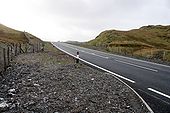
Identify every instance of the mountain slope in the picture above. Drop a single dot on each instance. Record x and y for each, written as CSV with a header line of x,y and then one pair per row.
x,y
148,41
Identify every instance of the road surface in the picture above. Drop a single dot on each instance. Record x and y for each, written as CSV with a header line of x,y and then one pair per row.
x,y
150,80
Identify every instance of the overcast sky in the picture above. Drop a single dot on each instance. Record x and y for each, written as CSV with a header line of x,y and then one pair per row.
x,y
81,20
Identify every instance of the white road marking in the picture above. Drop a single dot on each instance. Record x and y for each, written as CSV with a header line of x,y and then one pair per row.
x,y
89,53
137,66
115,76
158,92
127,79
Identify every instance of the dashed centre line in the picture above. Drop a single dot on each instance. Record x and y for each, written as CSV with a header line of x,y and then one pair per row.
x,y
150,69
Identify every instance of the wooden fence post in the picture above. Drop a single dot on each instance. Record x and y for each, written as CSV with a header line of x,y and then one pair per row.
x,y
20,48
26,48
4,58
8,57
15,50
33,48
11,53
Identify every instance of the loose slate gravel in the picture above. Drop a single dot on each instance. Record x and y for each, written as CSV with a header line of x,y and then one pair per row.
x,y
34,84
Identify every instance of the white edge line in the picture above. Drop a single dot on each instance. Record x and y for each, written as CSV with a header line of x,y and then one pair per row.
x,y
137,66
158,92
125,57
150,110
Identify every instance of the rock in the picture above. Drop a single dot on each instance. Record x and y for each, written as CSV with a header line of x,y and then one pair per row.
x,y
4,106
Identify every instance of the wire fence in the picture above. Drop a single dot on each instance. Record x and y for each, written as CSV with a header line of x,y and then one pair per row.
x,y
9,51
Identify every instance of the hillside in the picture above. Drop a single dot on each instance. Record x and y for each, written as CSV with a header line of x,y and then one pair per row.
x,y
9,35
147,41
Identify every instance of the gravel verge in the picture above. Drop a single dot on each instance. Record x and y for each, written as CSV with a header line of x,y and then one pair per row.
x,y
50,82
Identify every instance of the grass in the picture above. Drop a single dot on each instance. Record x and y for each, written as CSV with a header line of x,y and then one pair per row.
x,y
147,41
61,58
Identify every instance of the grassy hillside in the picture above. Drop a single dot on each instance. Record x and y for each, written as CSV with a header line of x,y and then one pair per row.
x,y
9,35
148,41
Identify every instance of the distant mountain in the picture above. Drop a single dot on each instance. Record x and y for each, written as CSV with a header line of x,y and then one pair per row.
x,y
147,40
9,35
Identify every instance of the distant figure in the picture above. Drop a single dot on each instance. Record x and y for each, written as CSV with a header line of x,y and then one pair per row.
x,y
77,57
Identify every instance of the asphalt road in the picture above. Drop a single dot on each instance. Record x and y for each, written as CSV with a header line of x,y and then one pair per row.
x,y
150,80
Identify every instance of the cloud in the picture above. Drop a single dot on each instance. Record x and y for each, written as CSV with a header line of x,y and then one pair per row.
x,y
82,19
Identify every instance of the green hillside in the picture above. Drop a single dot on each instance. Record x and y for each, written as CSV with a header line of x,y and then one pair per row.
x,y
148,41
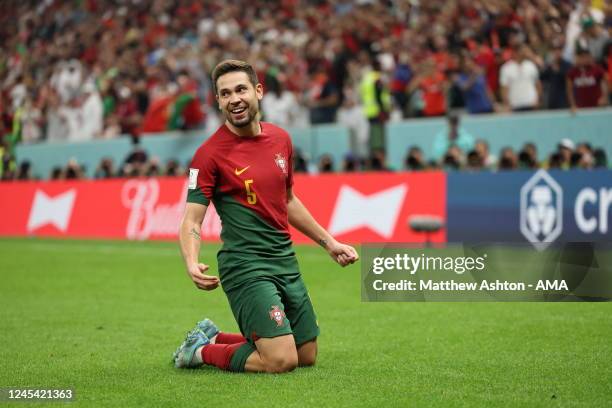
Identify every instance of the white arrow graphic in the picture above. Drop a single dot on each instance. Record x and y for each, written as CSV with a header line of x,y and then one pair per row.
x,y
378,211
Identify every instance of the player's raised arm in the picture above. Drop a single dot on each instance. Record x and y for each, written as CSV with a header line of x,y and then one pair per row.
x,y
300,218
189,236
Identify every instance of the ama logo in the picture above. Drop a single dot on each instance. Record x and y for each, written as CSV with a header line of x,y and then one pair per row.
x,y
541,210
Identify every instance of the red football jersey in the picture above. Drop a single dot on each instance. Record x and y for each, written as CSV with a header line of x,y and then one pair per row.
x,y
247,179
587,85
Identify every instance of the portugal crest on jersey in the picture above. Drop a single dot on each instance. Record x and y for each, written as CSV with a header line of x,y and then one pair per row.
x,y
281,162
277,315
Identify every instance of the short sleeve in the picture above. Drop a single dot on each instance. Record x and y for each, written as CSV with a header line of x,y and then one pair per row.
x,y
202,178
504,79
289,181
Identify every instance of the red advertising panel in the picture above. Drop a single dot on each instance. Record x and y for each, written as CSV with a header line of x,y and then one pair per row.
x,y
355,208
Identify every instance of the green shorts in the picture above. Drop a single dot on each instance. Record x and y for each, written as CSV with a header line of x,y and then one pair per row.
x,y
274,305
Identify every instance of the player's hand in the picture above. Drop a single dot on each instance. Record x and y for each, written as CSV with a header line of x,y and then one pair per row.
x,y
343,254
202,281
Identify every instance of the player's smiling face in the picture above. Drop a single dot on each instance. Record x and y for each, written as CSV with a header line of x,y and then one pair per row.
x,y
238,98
━━━━━━━━
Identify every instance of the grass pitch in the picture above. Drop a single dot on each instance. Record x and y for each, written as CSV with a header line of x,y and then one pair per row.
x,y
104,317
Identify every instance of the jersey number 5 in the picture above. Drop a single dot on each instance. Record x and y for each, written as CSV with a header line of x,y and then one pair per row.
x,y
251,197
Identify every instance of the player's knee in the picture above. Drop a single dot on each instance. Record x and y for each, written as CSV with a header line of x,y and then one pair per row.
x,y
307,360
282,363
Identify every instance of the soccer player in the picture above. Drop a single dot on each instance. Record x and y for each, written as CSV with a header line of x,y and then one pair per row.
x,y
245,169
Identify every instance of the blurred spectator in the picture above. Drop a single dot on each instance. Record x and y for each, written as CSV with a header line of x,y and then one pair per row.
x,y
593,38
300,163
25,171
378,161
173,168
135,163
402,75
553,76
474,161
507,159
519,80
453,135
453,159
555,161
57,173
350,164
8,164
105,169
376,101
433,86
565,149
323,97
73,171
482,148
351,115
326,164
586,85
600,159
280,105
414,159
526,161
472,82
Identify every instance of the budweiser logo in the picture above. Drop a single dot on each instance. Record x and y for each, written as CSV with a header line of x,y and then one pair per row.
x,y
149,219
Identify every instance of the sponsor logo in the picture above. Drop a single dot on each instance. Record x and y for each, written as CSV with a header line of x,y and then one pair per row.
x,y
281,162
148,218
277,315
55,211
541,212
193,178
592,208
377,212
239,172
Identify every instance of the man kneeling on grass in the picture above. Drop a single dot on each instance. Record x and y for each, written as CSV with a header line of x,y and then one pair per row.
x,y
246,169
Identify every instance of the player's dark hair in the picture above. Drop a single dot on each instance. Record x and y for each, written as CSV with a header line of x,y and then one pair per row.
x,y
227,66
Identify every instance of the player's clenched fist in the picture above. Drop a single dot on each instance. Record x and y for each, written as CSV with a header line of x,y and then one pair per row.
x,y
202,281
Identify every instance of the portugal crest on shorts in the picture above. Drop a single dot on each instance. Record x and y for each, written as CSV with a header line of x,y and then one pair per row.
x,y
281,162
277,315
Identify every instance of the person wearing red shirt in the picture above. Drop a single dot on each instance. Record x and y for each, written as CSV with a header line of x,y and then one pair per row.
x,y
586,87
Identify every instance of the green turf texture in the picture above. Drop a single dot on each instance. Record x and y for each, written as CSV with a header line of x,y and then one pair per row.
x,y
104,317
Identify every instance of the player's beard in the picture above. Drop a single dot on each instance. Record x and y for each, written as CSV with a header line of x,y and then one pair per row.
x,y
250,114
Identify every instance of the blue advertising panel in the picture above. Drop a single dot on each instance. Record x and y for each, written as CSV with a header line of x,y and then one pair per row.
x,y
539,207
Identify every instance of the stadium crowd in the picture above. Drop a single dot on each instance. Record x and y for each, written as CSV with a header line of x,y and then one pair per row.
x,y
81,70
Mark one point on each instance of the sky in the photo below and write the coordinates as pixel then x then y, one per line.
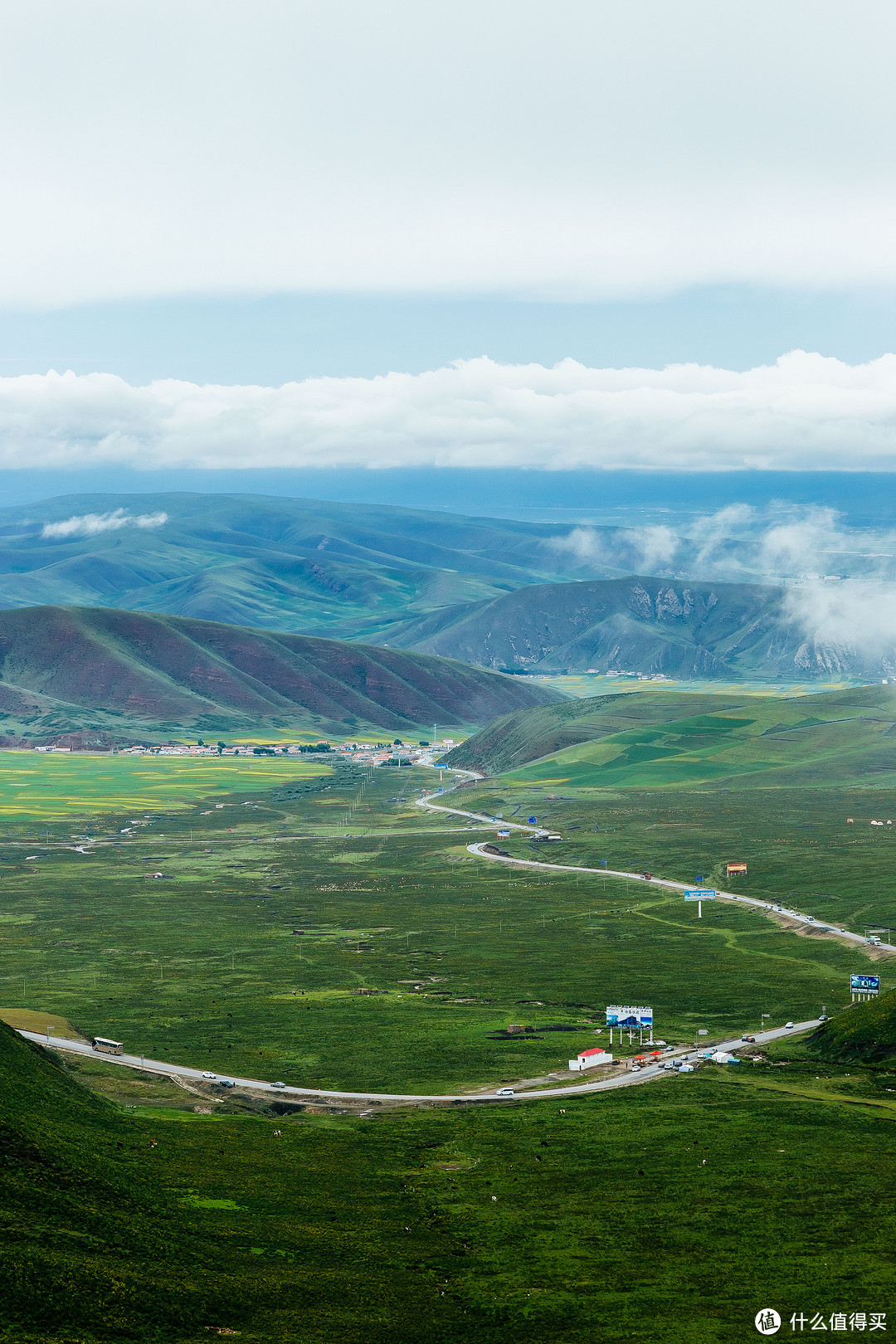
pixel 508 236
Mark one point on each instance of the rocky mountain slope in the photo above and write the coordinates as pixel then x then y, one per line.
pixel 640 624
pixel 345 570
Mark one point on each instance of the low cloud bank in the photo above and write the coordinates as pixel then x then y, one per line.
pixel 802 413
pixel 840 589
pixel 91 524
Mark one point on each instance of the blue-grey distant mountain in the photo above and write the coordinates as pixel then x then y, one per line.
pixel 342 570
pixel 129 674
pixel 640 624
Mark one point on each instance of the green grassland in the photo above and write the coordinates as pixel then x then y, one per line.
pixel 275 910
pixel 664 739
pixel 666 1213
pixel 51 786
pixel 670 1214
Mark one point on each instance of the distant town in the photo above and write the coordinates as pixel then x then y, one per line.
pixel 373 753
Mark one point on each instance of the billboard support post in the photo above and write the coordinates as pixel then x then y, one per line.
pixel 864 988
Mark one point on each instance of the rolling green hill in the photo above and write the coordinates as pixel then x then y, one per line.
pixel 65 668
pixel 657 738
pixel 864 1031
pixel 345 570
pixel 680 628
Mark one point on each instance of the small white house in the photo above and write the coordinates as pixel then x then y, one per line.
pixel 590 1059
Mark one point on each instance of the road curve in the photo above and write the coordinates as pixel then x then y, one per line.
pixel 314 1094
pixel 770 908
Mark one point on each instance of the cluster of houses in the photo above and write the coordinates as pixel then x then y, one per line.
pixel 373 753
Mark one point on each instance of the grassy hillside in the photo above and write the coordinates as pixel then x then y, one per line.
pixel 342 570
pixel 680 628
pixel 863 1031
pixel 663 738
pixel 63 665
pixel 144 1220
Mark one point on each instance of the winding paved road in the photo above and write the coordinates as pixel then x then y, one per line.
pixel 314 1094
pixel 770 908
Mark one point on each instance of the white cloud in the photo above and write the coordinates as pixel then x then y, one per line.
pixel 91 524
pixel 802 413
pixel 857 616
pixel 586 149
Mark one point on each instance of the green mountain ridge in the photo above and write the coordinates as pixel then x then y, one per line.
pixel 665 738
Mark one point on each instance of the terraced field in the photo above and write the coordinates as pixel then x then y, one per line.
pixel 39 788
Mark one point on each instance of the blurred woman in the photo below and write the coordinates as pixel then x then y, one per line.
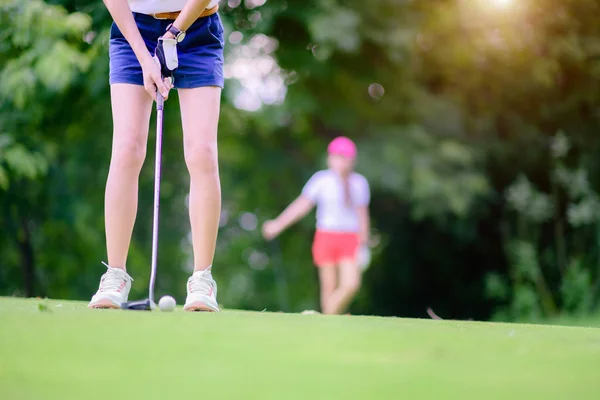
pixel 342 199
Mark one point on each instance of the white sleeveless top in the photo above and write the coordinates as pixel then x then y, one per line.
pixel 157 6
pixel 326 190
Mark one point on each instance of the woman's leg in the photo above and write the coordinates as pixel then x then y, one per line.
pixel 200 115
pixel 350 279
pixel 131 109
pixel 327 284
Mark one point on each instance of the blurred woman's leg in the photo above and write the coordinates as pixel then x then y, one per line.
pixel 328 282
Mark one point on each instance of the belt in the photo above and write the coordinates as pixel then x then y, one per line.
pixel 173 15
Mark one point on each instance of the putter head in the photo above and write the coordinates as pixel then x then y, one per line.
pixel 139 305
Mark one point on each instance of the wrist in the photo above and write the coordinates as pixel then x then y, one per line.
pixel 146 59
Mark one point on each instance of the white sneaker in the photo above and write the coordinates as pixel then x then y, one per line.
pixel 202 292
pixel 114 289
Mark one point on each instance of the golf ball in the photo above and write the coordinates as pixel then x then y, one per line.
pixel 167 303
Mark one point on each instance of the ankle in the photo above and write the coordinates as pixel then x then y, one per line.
━━━━━━━━
What you are asked to do =
Given the records above, restate word for word only the lines starting at the one with "Mark one point on each instance of the belt" and ending at the one with "Mark one point on each instance of the ankle".

Response box =
Mark one point on each instance of the belt in the photo above and write the coordinates as pixel then x then y, one per line.
pixel 173 15
Mark one point on each instance of the putter head in the photo above and write the coordinates as pixel then x then y, one per line.
pixel 139 305
Mark one point on each instance of the wrist in the photo above and write the coordinates as pixel then x then y, one per line.
pixel 146 59
Mark one point on each instance of the white sneaker in the photo above and write the coordinates as pixel then x then y, one per line.
pixel 202 292
pixel 114 289
Mark one point on each instance of the golf ball in the photo above and write the coordinates as pixel then x then y, one per line.
pixel 167 303
Mark one point on each instance of the ankle in the photo above and write the coordinates as pixel then x then y, one per line.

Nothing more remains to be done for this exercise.